◆ **THE INPUT**
-------------------------

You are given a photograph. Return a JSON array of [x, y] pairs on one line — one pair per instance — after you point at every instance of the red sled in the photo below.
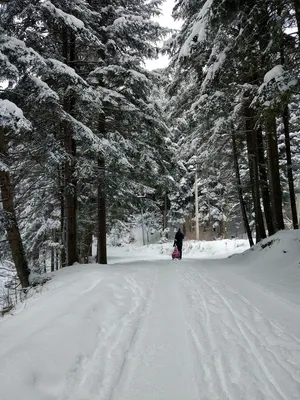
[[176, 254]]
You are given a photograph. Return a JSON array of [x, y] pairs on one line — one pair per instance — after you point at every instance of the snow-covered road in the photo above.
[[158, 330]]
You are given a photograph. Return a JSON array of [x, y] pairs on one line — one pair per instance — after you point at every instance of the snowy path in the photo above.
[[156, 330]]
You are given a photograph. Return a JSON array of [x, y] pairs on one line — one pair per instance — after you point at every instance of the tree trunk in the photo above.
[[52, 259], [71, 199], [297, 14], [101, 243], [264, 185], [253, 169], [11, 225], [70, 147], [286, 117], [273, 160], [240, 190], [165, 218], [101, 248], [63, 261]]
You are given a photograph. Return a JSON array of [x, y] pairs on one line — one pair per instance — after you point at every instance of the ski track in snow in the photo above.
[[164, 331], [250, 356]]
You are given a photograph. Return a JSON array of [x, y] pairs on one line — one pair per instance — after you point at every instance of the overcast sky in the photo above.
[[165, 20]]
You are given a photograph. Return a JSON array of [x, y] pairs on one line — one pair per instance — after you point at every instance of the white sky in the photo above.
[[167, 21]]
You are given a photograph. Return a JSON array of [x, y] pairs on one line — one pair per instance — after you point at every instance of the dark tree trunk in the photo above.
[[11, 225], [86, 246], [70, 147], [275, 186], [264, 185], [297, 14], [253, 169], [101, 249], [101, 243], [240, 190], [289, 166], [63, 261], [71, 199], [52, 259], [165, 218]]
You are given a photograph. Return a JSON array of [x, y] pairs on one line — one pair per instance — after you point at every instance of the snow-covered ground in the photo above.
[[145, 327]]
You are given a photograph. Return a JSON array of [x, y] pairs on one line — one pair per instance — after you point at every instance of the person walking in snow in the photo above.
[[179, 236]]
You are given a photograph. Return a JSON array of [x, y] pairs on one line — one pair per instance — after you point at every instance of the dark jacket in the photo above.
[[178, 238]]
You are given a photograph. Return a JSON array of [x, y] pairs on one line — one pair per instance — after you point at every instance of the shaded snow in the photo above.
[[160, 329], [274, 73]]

-------------------------

◆ **YOUR OBJECTIVE**
Turn every item above into a numbered list, one line per entry, skipping blank lines and leaving out the pictures.

◆ **ANSWER**
1. You are given a photograph. Return a JSON array of [x, y] pairs on one line — one pair per instance — after you point at every instance of the red sled in the photo below.
2. [[176, 254]]
3. You are given a photograph. Return a JSON array of [x, y] pairs on one line — one pair per instance — after you point at every instance of the snow-covered road in the photo above.
4. [[158, 330]]
5. You are given a photograph. Return a JSON array of [x, y] pairs on one line — one pair per instance — after you point at every instance of the snowy path in the photo above.
6. [[156, 330]]
7. You are given a photograph. Return a JSON array of [x, y] pairs on one line — one pair per instance — after you point at every instance of the tree trunk in the photo above.
8. [[52, 259], [71, 199], [297, 14], [101, 243], [264, 185], [253, 169], [11, 225], [70, 147], [286, 117], [273, 160], [240, 190], [165, 218], [101, 248], [63, 261]]
9. You are given a photograph. Return a JSON array of [x, y] pairs on one line — one pair per instance — after you point at every instance of the ski track in snow in the photo above.
10. [[164, 331], [250, 356]]
11. You are given a photograph. Return a JSON array of [x, y] pairs on one line — one pair per instance — after you point at every instance of the overcast sky in the photo above.
12. [[165, 20]]
13. You are given a photograph. Return a JSON array of [x, y] pairs on one line — one pair per instance — after you point at every instance of the white sky in the photo above.
14. [[167, 21]]
15. You are given a photograph. Return a JSON array of [x, y] pairs on one line — one pair per instance — after you point at every instance of the dark tree trunk in the photo above.
16. [[11, 225], [86, 246], [70, 147], [275, 186], [264, 185], [297, 14], [253, 169], [101, 249], [101, 243], [240, 190], [289, 166], [63, 261], [71, 199], [52, 259], [165, 218]]
17. You are given a photograph. Return a JSON array of [x, y] pairs on one line — one pair per instance — after you point at every instance of the snow-covered ground in the photo above.
18. [[145, 327]]
19. You are given a photograph. Return a JSON array of [x, y] pairs on one line — one pair per instance — after you point at every instance of the person walking in snow in the photo above.
20. [[179, 236]]
21. You are given a photograph. Return a JSON array of [x, y] pairs on one line — one pair per instance — after you point at every instance of the dark jacket in the photo above.
22. [[178, 238]]
23. You are given a photograph. Return a JSON array of [x, y] pairs on one line — one pair per instance — after you point at every instance of the shaded snow in the photo above.
24. [[160, 329], [274, 73]]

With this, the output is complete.